▶ TASK 1:
According to the forum post below about ranking drops, how long will it take to know for sure whether sites are really "good" or "bad"?

▶ PASSAGE GIVEN:

◆ ◆ ◆ ◆ ◆ ◆ ◆

If there isn't a return to some bit of normalcy after a few weeks, then these kind of drastic drops would appear to be more like penalties than just adjustments. A site that, like so many here, has been on the first page for years or even over a decade can't suddenly be a "bad" site deserving of punishment, after having been considered "good" for so long. There's been too many updates for such a site to have not been affected before.
I don't think we're going to know for sure if our sites are really "good" or "bad" for at least a couple of weeks. It's been that way in the past.
Now for more wierdness. I happened to look at analytics amd my internal stats and it looks like I had an almost recovery an hour ago, that lasted for about a hour - although I can't really be sure - as the SERPS dont verify this and I was actively checking them out at the time.

◆ ◆ ◆ ◆ ◆ ◆ ◆

▶ TASK 2:
Please locate every line in the records that contains the word "shorts", and copy each one.

Coordinate annotation entries

◆ ◆ ◆ ◆ ◆ ◆ ◆

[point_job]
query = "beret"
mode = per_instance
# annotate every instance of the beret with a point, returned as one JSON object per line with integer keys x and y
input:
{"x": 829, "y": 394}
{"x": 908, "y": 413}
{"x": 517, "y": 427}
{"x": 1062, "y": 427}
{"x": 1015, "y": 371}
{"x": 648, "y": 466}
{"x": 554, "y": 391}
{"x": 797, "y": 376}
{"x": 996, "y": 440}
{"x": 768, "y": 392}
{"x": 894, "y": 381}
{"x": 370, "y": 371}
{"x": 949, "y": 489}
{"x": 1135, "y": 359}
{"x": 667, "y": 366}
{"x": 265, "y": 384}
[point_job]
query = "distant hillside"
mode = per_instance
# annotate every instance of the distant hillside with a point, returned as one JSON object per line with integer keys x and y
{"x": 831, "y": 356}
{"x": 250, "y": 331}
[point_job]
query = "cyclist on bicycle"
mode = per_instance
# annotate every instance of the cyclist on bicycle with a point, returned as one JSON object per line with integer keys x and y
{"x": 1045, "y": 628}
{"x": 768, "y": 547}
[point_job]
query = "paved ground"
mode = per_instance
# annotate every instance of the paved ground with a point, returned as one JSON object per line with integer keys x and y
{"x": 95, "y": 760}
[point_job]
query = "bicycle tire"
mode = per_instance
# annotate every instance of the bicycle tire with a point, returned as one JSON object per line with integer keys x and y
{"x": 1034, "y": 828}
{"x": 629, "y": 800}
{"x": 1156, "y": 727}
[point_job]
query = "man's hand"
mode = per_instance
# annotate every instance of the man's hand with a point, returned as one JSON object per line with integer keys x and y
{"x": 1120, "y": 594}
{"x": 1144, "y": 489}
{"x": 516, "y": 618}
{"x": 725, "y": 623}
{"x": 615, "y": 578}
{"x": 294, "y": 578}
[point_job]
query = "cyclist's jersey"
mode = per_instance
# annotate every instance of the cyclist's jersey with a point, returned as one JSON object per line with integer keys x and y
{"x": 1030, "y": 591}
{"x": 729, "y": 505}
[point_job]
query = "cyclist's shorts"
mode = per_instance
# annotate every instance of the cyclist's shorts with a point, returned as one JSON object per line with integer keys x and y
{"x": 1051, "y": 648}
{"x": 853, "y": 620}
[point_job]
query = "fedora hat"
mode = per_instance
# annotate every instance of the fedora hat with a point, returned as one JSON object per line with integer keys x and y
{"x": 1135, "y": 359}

◆ ◆ ◆ ◆ ◆ ◆ ◆

▶ EXPECTED OUTPUT 1:
At least a couple of weeks.

▶ EXPECTED OUTPUT 2:
query = "cyclist's shorts"
# annotate every instance of the cyclist's shorts with a point, returned as one JSON object per line with integer keys x and y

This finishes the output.